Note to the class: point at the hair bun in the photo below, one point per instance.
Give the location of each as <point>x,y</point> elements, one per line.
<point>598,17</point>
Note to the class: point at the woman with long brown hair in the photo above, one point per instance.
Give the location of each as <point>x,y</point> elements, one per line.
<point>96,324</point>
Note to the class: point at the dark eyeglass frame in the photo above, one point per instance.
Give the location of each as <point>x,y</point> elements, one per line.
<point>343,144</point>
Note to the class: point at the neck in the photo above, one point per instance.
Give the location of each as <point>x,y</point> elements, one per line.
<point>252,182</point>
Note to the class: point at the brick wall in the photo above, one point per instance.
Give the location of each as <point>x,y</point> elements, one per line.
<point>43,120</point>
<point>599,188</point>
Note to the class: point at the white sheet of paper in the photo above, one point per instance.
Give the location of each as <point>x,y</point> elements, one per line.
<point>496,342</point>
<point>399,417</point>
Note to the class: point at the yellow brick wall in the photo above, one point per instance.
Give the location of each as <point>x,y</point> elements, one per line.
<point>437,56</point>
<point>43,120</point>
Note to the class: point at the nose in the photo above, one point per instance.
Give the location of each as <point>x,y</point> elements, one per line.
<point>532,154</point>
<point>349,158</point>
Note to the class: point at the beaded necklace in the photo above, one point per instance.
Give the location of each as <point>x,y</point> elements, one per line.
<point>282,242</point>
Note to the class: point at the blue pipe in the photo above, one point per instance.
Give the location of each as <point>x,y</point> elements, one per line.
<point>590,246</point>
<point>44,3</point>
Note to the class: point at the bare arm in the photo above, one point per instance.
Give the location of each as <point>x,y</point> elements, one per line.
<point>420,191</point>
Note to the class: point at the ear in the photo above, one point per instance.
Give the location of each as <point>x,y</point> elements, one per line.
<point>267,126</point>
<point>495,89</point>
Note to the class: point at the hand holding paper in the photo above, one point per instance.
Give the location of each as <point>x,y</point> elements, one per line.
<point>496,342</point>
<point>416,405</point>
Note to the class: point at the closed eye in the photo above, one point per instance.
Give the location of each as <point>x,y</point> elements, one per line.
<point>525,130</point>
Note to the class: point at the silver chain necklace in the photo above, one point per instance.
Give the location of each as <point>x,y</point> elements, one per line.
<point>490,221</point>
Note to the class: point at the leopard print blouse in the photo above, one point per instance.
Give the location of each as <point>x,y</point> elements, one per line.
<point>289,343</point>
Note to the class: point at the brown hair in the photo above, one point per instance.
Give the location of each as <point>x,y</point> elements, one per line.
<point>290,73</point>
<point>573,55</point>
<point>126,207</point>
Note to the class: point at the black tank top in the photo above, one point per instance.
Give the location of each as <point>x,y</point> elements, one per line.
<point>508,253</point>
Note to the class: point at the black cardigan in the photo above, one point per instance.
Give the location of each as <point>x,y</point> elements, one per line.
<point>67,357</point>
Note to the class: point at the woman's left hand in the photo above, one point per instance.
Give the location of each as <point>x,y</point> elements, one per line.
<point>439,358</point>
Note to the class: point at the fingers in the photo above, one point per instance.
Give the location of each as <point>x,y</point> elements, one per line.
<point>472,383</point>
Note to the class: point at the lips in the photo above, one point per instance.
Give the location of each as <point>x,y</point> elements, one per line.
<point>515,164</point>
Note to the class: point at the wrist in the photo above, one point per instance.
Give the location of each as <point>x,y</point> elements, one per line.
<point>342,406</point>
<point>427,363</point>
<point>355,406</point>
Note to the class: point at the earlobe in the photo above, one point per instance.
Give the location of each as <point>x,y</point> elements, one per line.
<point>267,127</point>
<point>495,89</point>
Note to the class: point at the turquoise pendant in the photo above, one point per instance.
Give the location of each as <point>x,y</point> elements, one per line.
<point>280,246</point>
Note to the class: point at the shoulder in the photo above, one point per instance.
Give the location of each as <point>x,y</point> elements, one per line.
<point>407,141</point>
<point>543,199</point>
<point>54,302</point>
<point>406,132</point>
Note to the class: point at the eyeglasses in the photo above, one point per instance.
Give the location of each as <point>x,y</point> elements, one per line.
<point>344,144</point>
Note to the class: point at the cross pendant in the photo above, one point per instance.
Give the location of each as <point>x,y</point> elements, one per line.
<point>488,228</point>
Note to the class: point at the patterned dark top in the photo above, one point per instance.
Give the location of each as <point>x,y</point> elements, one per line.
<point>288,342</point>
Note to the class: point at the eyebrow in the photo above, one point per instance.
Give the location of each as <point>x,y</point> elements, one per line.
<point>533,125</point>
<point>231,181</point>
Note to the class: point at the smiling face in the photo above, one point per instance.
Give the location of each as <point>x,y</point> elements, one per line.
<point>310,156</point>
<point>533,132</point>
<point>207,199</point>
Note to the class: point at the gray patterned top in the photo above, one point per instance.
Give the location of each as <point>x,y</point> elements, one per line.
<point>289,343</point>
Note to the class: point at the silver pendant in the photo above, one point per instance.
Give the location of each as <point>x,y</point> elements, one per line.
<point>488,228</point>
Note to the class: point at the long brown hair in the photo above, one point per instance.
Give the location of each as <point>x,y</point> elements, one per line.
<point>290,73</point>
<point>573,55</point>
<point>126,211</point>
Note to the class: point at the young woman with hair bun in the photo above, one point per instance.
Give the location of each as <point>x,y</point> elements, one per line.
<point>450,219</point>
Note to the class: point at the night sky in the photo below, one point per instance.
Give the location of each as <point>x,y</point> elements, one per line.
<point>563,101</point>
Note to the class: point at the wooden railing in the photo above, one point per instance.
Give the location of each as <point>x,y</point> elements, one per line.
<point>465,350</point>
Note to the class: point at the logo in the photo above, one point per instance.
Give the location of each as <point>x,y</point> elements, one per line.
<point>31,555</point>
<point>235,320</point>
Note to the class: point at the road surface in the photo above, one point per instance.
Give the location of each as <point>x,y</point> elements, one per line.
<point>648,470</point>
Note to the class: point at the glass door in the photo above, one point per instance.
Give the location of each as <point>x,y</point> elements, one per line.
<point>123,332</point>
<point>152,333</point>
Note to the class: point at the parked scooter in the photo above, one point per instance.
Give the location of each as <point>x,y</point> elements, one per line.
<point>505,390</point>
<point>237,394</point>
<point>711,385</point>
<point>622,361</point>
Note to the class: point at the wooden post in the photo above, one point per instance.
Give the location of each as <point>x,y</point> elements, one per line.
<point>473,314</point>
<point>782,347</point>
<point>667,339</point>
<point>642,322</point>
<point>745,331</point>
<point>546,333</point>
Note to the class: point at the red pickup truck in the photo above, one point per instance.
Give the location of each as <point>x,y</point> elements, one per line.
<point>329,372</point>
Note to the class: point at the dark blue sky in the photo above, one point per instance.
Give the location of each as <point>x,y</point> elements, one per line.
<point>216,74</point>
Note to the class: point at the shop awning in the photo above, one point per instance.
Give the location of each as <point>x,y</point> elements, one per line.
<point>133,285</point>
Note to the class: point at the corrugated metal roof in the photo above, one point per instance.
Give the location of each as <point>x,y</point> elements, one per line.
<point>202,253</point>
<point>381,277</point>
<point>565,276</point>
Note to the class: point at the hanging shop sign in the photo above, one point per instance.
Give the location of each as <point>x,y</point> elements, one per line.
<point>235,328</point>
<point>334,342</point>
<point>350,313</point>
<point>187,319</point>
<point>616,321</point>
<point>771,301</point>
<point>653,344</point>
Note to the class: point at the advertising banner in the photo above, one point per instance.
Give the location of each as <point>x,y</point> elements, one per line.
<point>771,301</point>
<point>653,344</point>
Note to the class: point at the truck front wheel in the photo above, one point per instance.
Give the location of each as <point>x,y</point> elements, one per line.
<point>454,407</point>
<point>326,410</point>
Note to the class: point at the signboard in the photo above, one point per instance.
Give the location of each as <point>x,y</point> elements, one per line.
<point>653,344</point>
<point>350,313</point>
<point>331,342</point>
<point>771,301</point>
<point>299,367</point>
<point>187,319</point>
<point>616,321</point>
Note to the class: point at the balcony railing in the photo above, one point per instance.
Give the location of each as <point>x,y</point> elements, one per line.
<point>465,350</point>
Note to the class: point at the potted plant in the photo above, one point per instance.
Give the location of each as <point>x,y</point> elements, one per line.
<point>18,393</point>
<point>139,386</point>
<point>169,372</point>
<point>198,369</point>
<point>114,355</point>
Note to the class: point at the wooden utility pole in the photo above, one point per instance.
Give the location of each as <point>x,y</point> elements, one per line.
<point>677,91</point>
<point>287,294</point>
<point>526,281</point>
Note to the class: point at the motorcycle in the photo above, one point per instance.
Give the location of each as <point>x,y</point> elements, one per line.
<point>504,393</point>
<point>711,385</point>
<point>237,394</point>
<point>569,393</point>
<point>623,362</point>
• • • • • • •
-- SHORT EXERCISE --
Retype the rows above without changes, starting with the line containing "Note to the class: point at the fingers" and going on through the line containing "<point>515,164</point>".

-- FINAL ANSWER --
Note to the class: point at the fingers in the photo above, one point per instance.
Give the location of each as <point>x,y</point> elements, one per line.
<point>472,383</point>
Note to the class: point at the lips in the photo above, one point per instance.
Give the location of each as <point>x,y</point> elements, one per line.
<point>515,164</point>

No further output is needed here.